Count the lines below that contain the word "cloud", and report only that number.

(Saved data entries)
....
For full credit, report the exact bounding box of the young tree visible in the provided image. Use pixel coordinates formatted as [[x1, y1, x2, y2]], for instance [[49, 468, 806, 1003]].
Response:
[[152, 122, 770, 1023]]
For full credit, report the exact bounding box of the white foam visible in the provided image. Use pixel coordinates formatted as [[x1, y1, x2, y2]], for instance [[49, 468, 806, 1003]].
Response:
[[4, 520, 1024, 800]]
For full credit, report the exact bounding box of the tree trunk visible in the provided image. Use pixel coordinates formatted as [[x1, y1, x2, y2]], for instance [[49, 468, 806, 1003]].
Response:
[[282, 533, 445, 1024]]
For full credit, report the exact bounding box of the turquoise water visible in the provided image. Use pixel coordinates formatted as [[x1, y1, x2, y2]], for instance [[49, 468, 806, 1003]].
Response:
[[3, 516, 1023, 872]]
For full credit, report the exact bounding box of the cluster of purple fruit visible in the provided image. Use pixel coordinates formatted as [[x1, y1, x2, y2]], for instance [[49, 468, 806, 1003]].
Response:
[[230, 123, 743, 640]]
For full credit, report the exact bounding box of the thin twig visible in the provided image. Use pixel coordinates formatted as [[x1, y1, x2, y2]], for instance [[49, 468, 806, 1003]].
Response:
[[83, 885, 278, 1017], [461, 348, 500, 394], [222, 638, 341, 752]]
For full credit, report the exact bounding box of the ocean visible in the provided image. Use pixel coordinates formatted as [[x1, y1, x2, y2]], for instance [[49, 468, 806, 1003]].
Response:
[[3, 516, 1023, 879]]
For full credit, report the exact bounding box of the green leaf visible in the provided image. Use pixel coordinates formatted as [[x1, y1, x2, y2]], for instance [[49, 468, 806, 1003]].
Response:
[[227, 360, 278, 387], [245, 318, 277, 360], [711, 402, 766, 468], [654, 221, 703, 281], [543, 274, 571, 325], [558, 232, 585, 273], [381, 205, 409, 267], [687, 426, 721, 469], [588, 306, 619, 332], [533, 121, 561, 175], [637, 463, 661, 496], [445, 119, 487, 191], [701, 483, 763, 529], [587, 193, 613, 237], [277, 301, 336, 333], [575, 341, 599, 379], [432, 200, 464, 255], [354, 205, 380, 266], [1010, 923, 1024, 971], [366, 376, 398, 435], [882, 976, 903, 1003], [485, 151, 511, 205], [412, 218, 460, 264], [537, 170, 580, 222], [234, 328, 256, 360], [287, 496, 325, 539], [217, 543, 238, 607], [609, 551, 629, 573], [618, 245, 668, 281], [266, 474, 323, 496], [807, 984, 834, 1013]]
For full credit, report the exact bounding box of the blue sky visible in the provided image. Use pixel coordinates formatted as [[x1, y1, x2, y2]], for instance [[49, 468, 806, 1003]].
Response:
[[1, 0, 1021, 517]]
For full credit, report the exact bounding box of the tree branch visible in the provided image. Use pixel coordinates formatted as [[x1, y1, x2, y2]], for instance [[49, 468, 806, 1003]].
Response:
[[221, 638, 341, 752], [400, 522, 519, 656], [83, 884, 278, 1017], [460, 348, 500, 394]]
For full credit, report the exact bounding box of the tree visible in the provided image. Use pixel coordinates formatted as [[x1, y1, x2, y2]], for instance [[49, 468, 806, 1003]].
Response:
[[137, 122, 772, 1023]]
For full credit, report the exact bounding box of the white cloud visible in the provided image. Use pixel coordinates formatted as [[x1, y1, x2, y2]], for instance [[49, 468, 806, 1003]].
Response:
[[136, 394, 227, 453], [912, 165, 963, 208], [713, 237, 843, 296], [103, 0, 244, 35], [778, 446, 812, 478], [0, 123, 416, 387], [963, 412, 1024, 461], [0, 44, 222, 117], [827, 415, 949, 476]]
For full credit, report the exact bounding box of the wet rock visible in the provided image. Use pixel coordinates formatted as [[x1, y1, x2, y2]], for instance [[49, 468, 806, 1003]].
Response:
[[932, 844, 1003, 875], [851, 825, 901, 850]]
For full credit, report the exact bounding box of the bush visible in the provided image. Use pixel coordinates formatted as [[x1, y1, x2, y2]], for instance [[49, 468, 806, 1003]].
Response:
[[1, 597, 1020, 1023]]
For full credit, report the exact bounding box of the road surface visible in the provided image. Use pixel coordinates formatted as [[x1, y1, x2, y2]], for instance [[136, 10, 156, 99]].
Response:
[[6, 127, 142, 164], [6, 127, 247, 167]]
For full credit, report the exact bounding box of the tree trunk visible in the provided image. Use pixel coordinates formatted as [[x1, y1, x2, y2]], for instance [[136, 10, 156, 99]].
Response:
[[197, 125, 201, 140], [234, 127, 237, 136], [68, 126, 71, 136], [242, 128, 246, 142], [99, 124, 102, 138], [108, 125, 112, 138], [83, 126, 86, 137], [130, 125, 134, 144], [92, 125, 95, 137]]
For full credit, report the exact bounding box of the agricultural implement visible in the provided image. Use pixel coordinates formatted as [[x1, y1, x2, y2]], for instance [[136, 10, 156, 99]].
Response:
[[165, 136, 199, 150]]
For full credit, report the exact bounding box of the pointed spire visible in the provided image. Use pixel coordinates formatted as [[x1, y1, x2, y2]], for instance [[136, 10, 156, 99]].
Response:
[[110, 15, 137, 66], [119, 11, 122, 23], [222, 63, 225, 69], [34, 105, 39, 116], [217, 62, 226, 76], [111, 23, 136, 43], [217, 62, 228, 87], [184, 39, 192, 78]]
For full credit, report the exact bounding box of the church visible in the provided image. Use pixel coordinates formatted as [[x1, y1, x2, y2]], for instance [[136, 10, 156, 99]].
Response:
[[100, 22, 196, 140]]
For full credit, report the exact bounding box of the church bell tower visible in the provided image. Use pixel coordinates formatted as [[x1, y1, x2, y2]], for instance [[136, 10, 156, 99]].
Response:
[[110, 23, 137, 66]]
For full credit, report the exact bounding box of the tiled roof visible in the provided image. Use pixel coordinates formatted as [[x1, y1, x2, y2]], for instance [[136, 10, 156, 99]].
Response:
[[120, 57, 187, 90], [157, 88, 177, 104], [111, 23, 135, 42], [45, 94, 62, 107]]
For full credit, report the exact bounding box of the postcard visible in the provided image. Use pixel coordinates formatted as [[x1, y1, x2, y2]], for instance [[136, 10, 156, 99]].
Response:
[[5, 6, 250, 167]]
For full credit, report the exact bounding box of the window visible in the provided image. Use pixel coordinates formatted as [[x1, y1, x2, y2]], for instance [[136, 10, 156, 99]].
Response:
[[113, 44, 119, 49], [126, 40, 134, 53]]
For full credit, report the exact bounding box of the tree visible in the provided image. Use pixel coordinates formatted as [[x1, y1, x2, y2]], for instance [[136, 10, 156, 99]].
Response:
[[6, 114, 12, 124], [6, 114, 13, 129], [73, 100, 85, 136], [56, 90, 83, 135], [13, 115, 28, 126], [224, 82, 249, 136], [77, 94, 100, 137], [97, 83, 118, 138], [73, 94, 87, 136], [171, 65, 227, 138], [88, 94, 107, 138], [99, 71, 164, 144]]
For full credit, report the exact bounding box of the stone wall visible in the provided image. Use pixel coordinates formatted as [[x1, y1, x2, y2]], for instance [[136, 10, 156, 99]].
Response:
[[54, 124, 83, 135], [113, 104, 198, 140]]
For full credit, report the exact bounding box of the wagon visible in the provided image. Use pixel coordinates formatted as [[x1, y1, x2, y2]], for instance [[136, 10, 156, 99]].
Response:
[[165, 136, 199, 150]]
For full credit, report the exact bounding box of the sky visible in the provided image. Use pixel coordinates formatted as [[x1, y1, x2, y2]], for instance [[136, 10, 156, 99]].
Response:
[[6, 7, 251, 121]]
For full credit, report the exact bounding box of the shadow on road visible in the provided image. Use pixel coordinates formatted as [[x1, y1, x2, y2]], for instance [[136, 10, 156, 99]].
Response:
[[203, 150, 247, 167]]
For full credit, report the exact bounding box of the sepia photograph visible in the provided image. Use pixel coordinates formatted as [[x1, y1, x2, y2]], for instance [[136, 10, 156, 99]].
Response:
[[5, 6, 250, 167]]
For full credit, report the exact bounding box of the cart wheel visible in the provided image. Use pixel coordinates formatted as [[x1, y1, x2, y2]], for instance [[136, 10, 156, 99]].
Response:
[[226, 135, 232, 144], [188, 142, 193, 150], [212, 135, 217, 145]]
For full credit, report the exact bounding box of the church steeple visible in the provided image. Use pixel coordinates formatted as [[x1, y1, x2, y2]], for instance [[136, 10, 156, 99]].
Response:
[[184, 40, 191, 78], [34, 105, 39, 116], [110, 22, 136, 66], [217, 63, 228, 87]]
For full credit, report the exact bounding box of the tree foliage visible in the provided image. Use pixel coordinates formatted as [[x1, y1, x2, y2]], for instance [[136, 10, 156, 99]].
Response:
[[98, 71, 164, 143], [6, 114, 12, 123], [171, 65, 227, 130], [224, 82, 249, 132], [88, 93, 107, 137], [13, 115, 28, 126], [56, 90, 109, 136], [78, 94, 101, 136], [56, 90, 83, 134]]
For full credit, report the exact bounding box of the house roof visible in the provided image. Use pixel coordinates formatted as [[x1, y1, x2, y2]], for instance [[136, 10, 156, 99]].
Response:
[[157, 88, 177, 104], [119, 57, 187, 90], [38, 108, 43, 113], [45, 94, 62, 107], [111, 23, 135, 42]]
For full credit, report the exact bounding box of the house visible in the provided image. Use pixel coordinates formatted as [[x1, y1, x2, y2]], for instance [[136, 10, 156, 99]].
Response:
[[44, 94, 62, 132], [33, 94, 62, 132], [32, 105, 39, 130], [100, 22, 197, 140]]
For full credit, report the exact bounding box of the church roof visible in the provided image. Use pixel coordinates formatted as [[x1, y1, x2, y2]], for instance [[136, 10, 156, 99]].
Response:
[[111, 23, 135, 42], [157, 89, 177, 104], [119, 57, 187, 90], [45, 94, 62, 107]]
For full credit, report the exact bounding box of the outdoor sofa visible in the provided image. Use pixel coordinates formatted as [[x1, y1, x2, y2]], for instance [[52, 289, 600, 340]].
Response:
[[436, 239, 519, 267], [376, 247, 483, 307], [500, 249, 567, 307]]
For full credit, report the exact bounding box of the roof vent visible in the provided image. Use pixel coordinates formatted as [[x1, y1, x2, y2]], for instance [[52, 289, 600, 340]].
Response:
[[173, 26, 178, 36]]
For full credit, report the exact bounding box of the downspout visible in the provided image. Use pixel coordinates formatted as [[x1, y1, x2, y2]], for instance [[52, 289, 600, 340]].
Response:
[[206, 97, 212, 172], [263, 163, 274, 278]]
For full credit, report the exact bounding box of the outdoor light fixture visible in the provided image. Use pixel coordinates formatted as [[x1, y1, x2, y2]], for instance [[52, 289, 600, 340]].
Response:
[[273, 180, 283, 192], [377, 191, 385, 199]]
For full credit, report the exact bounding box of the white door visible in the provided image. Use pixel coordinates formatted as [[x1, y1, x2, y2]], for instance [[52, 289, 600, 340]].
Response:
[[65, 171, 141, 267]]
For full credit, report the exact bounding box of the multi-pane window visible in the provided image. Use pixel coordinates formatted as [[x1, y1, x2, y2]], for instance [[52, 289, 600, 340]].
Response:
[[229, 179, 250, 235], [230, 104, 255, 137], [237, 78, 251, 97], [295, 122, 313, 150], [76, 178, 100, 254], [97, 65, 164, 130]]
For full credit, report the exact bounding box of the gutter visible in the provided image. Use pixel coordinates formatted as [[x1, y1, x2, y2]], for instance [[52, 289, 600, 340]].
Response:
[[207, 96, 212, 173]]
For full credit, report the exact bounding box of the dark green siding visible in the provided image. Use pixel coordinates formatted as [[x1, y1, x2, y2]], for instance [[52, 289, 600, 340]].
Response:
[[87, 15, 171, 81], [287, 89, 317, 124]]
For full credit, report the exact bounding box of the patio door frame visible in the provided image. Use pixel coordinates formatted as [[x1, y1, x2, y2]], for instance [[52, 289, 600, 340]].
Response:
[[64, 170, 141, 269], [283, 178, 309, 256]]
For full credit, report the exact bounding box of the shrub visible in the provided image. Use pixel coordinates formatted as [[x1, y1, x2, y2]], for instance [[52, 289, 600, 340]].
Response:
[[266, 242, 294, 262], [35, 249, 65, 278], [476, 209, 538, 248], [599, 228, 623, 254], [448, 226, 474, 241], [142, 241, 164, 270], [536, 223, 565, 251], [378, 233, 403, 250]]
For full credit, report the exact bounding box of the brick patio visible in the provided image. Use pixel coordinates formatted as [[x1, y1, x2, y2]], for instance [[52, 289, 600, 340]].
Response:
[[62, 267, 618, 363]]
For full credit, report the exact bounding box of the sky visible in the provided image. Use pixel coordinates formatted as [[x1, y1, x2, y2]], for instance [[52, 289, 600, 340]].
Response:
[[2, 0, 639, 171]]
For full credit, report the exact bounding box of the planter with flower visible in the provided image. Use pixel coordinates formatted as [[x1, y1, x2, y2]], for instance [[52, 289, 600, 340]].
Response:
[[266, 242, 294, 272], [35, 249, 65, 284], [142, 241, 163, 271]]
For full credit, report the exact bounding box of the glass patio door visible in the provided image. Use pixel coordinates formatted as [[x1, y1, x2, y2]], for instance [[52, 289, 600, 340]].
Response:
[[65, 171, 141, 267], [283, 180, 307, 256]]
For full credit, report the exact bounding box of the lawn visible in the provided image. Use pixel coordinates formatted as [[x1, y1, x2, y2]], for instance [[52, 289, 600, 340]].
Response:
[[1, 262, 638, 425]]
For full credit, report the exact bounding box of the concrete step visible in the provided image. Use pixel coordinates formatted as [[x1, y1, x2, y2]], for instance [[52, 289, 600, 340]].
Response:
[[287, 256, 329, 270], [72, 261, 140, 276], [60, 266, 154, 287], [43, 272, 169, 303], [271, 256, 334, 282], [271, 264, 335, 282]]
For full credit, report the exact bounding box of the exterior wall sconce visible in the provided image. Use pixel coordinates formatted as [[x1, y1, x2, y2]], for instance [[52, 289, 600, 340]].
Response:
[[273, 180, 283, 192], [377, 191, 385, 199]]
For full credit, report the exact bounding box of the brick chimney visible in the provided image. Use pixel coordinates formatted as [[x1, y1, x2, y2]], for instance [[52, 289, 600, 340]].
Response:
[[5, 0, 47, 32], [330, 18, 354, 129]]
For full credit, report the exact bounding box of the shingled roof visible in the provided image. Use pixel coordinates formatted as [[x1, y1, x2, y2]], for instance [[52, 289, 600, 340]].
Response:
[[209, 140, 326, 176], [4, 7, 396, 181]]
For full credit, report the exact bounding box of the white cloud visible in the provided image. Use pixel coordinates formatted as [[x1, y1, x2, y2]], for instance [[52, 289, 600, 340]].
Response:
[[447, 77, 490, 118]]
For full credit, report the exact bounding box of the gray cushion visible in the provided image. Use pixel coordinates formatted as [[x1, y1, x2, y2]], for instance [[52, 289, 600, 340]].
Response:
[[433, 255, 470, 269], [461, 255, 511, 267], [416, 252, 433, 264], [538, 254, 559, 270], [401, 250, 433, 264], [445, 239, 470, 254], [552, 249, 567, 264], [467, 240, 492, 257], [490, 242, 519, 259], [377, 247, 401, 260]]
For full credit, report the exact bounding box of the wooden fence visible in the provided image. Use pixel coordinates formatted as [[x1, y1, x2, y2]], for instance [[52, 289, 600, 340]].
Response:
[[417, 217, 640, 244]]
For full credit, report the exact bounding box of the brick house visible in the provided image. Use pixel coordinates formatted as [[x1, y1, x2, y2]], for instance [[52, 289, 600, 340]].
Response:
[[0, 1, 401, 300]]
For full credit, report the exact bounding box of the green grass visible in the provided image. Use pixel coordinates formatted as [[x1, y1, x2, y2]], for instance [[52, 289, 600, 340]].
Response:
....
■ Result ■
2